Trecho do documento ->

━━━━━━━━━━━━━━━━━━━━━━━━━━━━━━

    2. T. G. Pinches, em 1882 publicou a Crônica de Nabonido, descoberta no ano anterior, onde é mencionada a conquista de Babilônia por Ciro. É também afirmado que o filho de Nabonido estava em Babilônia nessa ocasião.
    3. Novos textos foram descobertos e publicados nos anos seguintes dando conta das diversas funções e posições de Belsazar antes e durante o reinado do pai.
    4. T. G. Pinches publicou em 1916 outro texto onde aparecem Nabonido e Bel-Shar-Usur conjuntamente invocados num juramento. Isso seria uma evidência da co-regência de Bel-Shar-Usur.
    5. Sidney Smith publicou em 1924 o Relatório em Verso de Nabonido, onde este rei afirma ter confiado a direção do reino ao filho mais velho, no terceiro ano. Belsazar seria então o segundo rei, ou co-regente. Nabonido estava conquistando Tema na Arábia.

━━━━━━━━━━━━━━━━━━━━━━━━━━━━━━

Problemas a resolver ->
1. Segundo o texto sobre Belsazar, em que ano Sidney Smith publicou o Relatório em Verso de Nabonido?
2. Dê sequência ao texto sobre Belsazar a partir do ponto em que ele para.
As linhas não têm relação com o texto sobre Belsazar.

━━━━━━━━━━━━━━━━━━━━━━━━━━━━━━

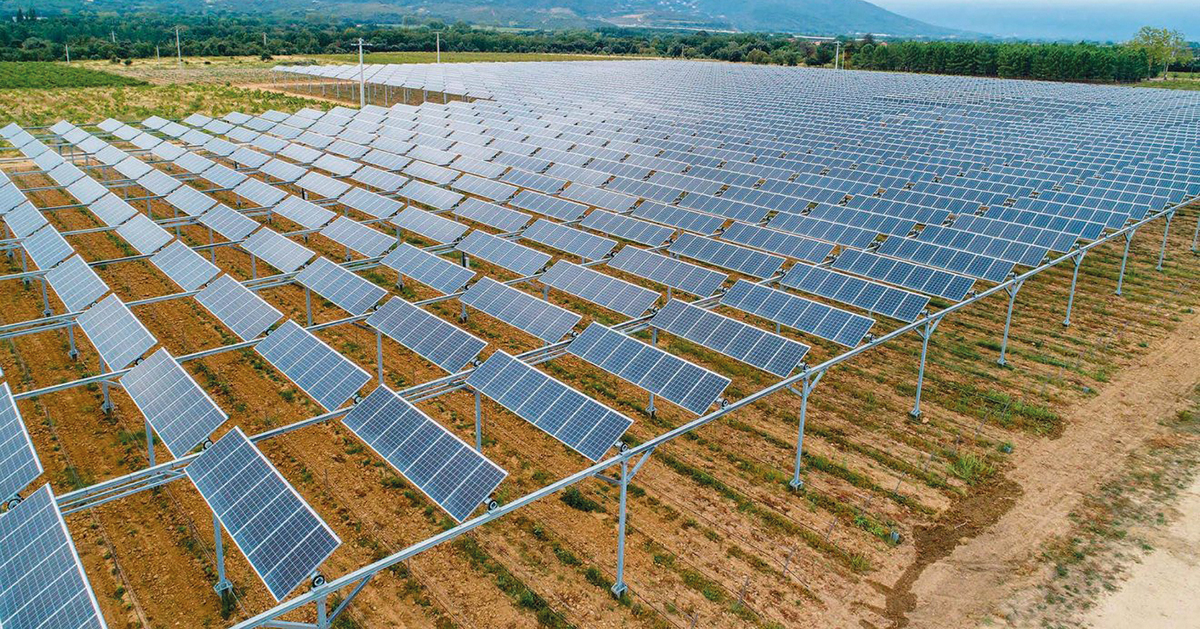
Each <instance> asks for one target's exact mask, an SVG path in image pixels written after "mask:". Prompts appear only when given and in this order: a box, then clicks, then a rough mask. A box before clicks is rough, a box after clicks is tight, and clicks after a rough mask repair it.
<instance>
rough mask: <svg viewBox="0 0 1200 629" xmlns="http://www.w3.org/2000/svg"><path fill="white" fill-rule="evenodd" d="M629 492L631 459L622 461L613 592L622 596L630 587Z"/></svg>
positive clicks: (612, 586) (621, 596)
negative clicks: (626, 560)
mask: <svg viewBox="0 0 1200 629" xmlns="http://www.w3.org/2000/svg"><path fill="white" fill-rule="evenodd" d="M628 493H629V459H622V461H620V514H619V515H618V519H617V520H618V521H617V582H616V583H613V585H612V593H613V595H614V597H617V598H620V597H622V595H624V594H625V592H626V591H628V589H629V587H628V586H626V585H625V510H626V507H625V503H626V502H628Z"/></svg>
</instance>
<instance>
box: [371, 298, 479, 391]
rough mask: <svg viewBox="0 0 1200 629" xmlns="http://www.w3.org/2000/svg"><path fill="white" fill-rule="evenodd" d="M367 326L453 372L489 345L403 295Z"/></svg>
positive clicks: (375, 317) (380, 307)
mask: <svg viewBox="0 0 1200 629" xmlns="http://www.w3.org/2000/svg"><path fill="white" fill-rule="evenodd" d="M367 325H371V327H373V328H374V329H377V330H379V331H382V333H383V334H386V335H388V336H389V337H391V339H392V340H395V341H396V342H397V343H400V345H402V346H404V347H407V348H408V349H412V351H413V352H416V353H418V354H420V357H421V358H424V359H426V360H428V361H430V363H433V364H434V365H437V366H439V367H442V369H443V370H445V371H448V372H450V373H457V372H460V371H462V369H463V367H466V366H467V364H468V363H470V361H472V360H474V359H475V357H478V355H479V353H480V352H482V351H484V348H485V347H487V342H486V341H482V340H480V339H478V337H476V336H474V335H472V334H470V333H468V331H466V330H462V329H458V328H457V327H455V325H452V324H450V323H446V322H445V321H443V319H442V318H439V317H437V316H434V314H432V313H430V312H426V311H425V310H422V308H420V307H418V306H414V305H412V304H409V302H408V301H404V300H403V299H400V298H392V299H390V300H389V301H388V302H386V304H384V305H383V306H380V307H379V310H377V311H374V312H373V313H372V314H371V317H370V318H367Z"/></svg>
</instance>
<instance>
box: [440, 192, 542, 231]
mask: <svg viewBox="0 0 1200 629" xmlns="http://www.w3.org/2000/svg"><path fill="white" fill-rule="evenodd" d="M454 214H455V216H461V217H463V218H467V220H468V221H475V222H476V223H484V224H486V226H488V227H494V228H496V229H499V230H500V232H502V233H511V232H516V230H517V229H521V228H522V227H524V226H526V224H528V223H529V218H530V216H529V215H528V214H524V212H520V211H516V210H510V209H508V208H502V206H499V205H496V204H494V203H487V202H484V200H479V199H467V200H464V202H462V204H461V205H458V206H457V208H455V210H454Z"/></svg>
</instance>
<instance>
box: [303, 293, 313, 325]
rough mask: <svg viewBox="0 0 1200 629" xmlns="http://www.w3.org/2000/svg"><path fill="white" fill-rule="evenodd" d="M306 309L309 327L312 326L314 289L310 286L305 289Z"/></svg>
mask: <svg viewBox="0 0 1200 629" xmlns="http://www.w3.org/2000/svg"><path fill="white" fill-rule="evenodd" d="M304 311H305V314H307V316H308V327H310V328H312V290H310V289H308V287H305V289H304Z"/></svg>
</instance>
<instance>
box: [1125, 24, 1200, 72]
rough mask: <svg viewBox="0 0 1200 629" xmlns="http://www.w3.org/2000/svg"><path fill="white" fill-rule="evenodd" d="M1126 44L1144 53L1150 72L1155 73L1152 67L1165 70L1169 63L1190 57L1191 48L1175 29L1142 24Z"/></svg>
mask: <svg viewBox="0 0 1200 629" xmlns="http://www.w3.org/2000/svg"><path fill="white" fill-rule="evenodd" d="M1127 46H1129V47H1130V48H1133V49H1135V50H1141V52H1144V53H1145V54H1146V60H1147V62H1148V64H1150V66H1148V68H1147V70H1148V71H1150V73H1151V74H1154V73H1156V71H1154V68H1158V67H1162V68H1163V72H1166V68H1168V67H1170V66H1171V64H1176V62H1186V61H1187V60H1189V59H1192V49H1190V48H1189V47H1188V43H1187V41H1186V40H1184V38H1183V34H1182V32H1180V31H1177V30H1169V29H1156V28H1153V26H1142V28H1141V30H1139V31H1138V35H1135V36H1134V38H1133V40H1129V43H1128V44H1127Z"/></svg>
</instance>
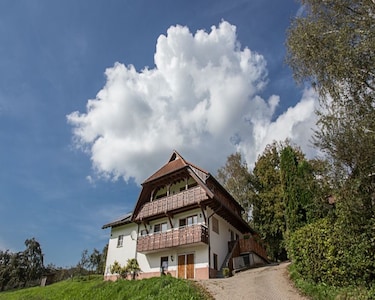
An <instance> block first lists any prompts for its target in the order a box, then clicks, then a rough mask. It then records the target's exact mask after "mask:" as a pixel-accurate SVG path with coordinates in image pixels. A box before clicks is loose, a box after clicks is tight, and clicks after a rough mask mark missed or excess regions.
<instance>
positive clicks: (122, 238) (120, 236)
mask: <svg viewBox="0 0 375 300" xmlns="http://www.w3.org/2000/svg"><path fill="white" fill-rule="evenodd" d="M123 246H124V235H123V234H120V235H119V236H118V237H117V248H121V247H123Z"/></svg>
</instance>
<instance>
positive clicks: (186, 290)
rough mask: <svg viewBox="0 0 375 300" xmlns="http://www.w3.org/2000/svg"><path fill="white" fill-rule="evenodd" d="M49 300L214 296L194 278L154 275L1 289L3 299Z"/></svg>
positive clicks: (161, 299)
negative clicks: (49, 299) (157, 276)
mask: <svg viewBox="0 0 375 300" xmlns="http://www.w3.org/2000/svg"><path fill="white" fill-rule="evenodd" d="M3 299H4V300H5V299H6V300H14V299H16V300H22V299H25V300H26V299H27V300H49V299H51V300H52V299H53V300H55V299H67V300H68V299H69V300H71V299H74V300H79V299H85V300H86V299H90V300H95V299H97V300H99V299H106V300H107V299H108V300H112V299H113V300H116V299H134V300H136V299H139V300H141V299H142V300H151V299H160V300H162V299H181V300H183V299H189V300H207V299H211V298H210V296H209V295H208V294H206V292H205V291H203V290H202V289H201V288H200V287H199V286H198V285H197V284H196V283H195V282H194V281H188V280H182V279H176V278H172V277H170V276H164V277H155V278H150V279H144V280H135V281H129V280H118V281H116V282H108V281H103V277H102V276H95V277H93V276H91V277H90V278H88V277H84V278H81V279H73V280H72V279H70V280H66V281H62V282H59V283H55V284H52V285H49V286H46V287H34V288H28V289H22V290H17V291H11V292H1V293H0V300H3Z"/></svg>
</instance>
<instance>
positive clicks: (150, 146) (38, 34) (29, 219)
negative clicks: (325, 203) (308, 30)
mask: <svg viewBox="0 0 375 300" xmlns="http://www.w3.org/2000/svg"><path fill="white" fill-rule="evenodd" d="M298 10H299V5H298V3H296V2H295V1H294V0H284V1H280V0H269V1H264V0H251V1H250V0H249V1H164V0H160V1H142V0H137V1H115V0H109V1H91V0H90V1H84V0H80V1H76V0H74V1H71V0H66V1H57V0H56V1H54V0H53V1H51V0H48V1H47V0H39V1H37V0H36V1H28V0H19V1H11V0H9V1H8V0H4V1H0V140H1V143H0V249H3V250H5V249H10V250H11V251H21V250H23V249H24V244H23V243H24V240H25V239H27V238H30V237H35V238H36V239H37V240H38V241H39V242H40V243H41V245H42V249H43V251H44V253H45V262H46V263H54V264H56V265H58V266H63V267H64V266H71V265H75V264H76V263H77V262H78V261H79V259H80V254H81V252H82V250H84V249H88V250H89V251H91V250H92V249H93V248H94V247H95V248H98V249H100V250H101V249H102V248H103V247H104V245H105V244H106V243H107V241H108V238H109V231H108V230H102V229H101V226H102V225H103V224H105V223H107V222H109V221H111V220H112V219H114V218H116V217H117V216H119V215H121V214H123V213H127V212H129V211H131V210H132V209H133V206H134V205H135V202H136V200H137V197H138V194H139V192H140V183H141V182H142V180H144V179H145V178H147V177H148V176H149V175H151V174H152V173H153V171H155V170H156V169H157V168H159V167H160V166H161V165H163V164H164V163H165V162H166V161H167V160H168V158H169V155H170V154H171V152H172V150H173V149H176V150H177V151H179V152H180V154H181V155H182V156H183V157H184V158H185V159H187V160H188V161H191V162H193V163H196V164H198V165H200V166H202V167H204V168H205V169H207V170H208V171H210V172H211V173H213V174H215V173H216V171H217V169H218V168H219V167H221V166H222V165H224V163H225V158H226V157H227V156H228V155H229V154H231V153H233V152H235V151H241V152H242V153H243V155H244V157H245V158H246V160H247V162H248V164H249V166H250V167H251V165H252V164H253V163H254V161H255V159H256V157H257V155H258V154H259V153H261V152H262V150H263V149H264V146H265V145H266V144H267V143H270V142H272V141H273V140H284V139H285V138H286V137H290V138H291V139H292V140H293V141H295V142H296V143H298V144H299V145H301V146H302V148H303V149H304V150H305V152H307V153H308V154H310V155H313V154H314V152H313V150H312V149H311V148H310V147H309V142H308V140H309V139H310V137H311V130H310V129H311V128H312V127H314V120H315V119H314V114H313V110H314V107H315V105H316V96H315V95H314V93H313V92H312V91H311V90H309V89H303V88H301V87H297V86H296V85H295V83H294V81H293V79H292V75H291V72H290V70H289V69H288V68H287V66H286V65H285V63H284V56H285V48H284V42H285V33H286V29H287V27H288V25H289V23H290V19H291V18H292V17H293V16H295V15H296V14H297V12H298ZM90 99H91V100H90Z"/></svg>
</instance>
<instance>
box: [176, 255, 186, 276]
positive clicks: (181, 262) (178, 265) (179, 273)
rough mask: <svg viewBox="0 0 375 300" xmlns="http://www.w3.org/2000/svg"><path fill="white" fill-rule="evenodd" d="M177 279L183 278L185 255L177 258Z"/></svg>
mask: <svg viewBox="0 0 375 300" xmlns="http://www.w3.org/2000/svg"><path fill="white" fill-rule="evenodd" d="M177 277H178V278H185V255H179V256H178V269H177Z"/></svg>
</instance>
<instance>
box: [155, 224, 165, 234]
mask: <svg viewBox="0 0 375 300" xmlns="http://www.w3.org/2000/svg"><path fill="white" fill-rule="evenodd" d="M167 229H168V226H167V223H160V224H155V226H154V232H160V231H161V232H164V231H167Z"/></svg>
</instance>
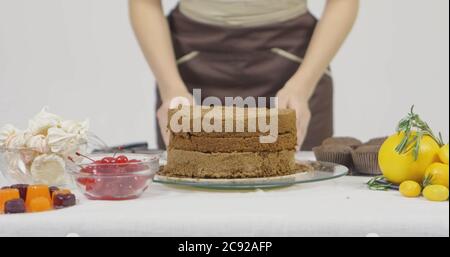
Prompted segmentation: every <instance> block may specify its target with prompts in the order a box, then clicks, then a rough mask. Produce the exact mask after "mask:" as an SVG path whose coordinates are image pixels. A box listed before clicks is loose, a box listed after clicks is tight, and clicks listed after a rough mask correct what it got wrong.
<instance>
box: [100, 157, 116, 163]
mask: <svg viewBox="0 0 450 257" xmlns="http://www.w3.org/2000/svg"><path fill="white" fill-rule="evenodd" d="M101 162H102V163H103V164H111V163H116V158H114V157H105V158H103V159H102V160H101Z"/></svg>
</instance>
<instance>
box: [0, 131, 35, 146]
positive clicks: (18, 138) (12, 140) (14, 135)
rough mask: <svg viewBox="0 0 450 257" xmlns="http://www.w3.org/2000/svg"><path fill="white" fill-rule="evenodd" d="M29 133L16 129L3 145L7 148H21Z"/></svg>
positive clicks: (25, 140) (27, 136) (24, 141)
mask: <svg viewBox="0 0 450 257" xmlns="http://www.w3.org/2000/svg"><path fill="white" fill-rule="evenodd" d="M29 137H30V135H29V134H28V133H26V132H24V131H18V132H17V133H16V134H15V135H14V136H12V137H11V138H10V139H9V140H8V141H7V142H6V145H5V147H6V148H7V149H22V148H25V147H26V144H27V141H28V138H29Z"/></svg>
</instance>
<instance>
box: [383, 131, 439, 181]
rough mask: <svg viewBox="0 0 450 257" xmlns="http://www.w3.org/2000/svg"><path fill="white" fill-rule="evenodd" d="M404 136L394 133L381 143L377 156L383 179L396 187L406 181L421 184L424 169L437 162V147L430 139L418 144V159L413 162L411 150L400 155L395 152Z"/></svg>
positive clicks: (414, 159)
mask: <svg viewBox="0 0 450 257" xmlns="http://www.w3.org/2000/svg"><path fill="white" fill-rule="evenodd" d="M404 135H405V134H404V133H403V132H402V133H396V134H394V135H392V136H390V137H389V138H388V139H387V140H386V141H385V142H384V143H383V145H382V146H381V149H380V152H379V155H378V163H379V165H380V168H381V171H382V173H383V175H384V177H385V178H386V179H387V180H388V181H390V182H392V183H394V184H397V185H398V184H400V183H402V182H403V181H407V180H413V181H416V182H418V183H421V182H422V180H423V177H424V175H425V170H426V168H427V167H428V166H430V165H431V164H432V163H434V162H437V161H439V156H438V153H439V145H438V143H436V141H435V140H434V139H433V138H432V137H430V136H424V137H423V138H422V140H421V143H420V148H419V155H418V159H417V160H415V159H414V153H413V152H414V150H413V148H411V149H409V150H408V151H407V152H405V153H402V154H399V153H397V151H396V150H395V148H396V147H397V146H398V145H399V144H400V142H401V141H402V139H403V137H404ZM414 136H415V133H411V138H410V139H411V140H412V139H413V138H412V137H414Z"/></svg>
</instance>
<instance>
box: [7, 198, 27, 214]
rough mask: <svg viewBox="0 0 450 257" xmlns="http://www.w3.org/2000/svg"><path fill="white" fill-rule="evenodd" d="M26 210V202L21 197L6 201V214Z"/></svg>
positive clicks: (16, 212)
mask: <svg viewBox="0 0 450 257" xmlns="http://www.w3.org/2000/svg"><path fill="white" fill-rule="evenodd" d="M24 212H26V208H25V202H24V201H23V199H21V198H19V199H14V200H9V201H7V202H6V203H5V213H6V214H14V213H24Z"/></svg>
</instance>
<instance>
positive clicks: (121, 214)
mask: <svg viewBox="0 0 450 257" xmlns="http://www.w3.org/2000/svg"><path fill="white" fill-rule="evenodd" d="M302 156H303V157H305V156H307V157H308V158H309V157H310V154H306V155H305V154H302ZM367 180H368V178H366V177H343V178H339V179H335V180H330V181H323V182H318V183H311V184H302V185H295V186H291V187H287V188H281V189H272V190H249V191H222V190H203V189H192V188H184V187H173V186H167V185H161V184H151V186H150V188H149V189H148V191H147V192H146V193H145V194H144V195H143V196H142V197H141V198H139V199H136V200H130V201H118V202H110V201H89V200H86V199H85V198H84V197H82V196H79V198H80V203H79V205H77V206H75V207H72V208H68V209H64V210H59V211H51V212H46V213H35V214H19V215H0V236H66V235H79V236H367V235H369V236H447V237H448V236H449V203H448V202H443V203H435V202H429V201H426V200H425V199H423V198H417V199H407V198H403V197H401V196H400V195H399V193H398V192H395V191H389V192H375V191H370V190H368V189H367V187H366V185H365V182H366V181H367ZM0 184H1V181H0Z"/></svg>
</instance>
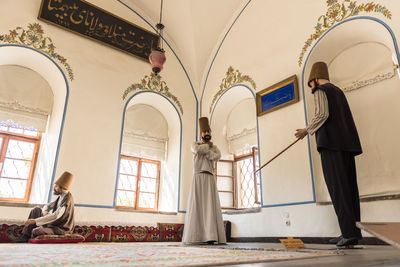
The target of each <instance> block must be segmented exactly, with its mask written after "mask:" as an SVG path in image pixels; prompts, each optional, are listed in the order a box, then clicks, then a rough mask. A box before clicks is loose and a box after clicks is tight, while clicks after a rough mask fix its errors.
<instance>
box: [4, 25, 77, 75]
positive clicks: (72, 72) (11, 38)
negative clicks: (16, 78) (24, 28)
mask: <svg viewBox="0 0 400 267" xmlns="http://www.w3.org/2000/svg"><path fill="white" fill-rule="evenodd" d="M0 41H2V42H6V43H10V44H21V45H25V46H29V47H33V48H35V49H38V50H40V51H42V52H43V53H45V54H47V55H49V56H50V57H52V58H54V59H56V60H58V61H59V62H60V63H61V64H62V65H63V66H64V67H65V69H66V70H67V72H68V77H69V79H70V80H71V81H72V80H73V79H74V73H73V71H72V69H71V66H70V65H69V64H68V63H67V59H66V58H65V57H63V56H61V55H60V54H58V53H56V52H55V51H54V50H55V48H56V46H55V45H54V43H53V41H52V40H51V38H49V37H45V36H44V32H43V29H42V26H41V25H40V24H39V23H30V24H29V25H28V29H23V28H22V27H17V28H15V29H14V30H10V34H3V35H0Z"/></svg>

━━━━━━━━━━━━━━━━━━━━━━━━━━━━━━

Respostas por tarefa ->
1. Em 1924.

2.
     6. Raymond P. Dougherty publicou em 1929 uma monografia reunindo as diversas inscrições cuneiformes descobertas a partir do fim do século dezenove. Nesse trabalho, ele chega à seguinte conclusão: Nabonido seria filho do príncipe de Haran, Nabu-Balatsu-Iqbi, e da sacerdotisa do templo da lua em Haran. Quando os medos e babilônicos capturaram Haran em 610 a.C., a mãe de Nabonido foi levada para o harém de Nabucodonosor. Nabonido, portanto, cresceu ao lado do rei. Em 585 a.C., segundo Heródoto, ele teria atuado como mediador de paz entre os lídios e os persas, o que o revela um favorito de Nabucodonosor.

            Ainda segundo Heródoto, a esposa de Nabonido foi Nitócris, uma mulher sábia e prudente, tal como transparece em Daniel 5:10-12. Parece que ela era filha de uma princesa egípcia, pertencente ao harém de Nabucodonosor. Nesse caso, Belsazar era neto de Nabucodonosor, e Nabonido genro, além de, possivelmente, filho adotivo.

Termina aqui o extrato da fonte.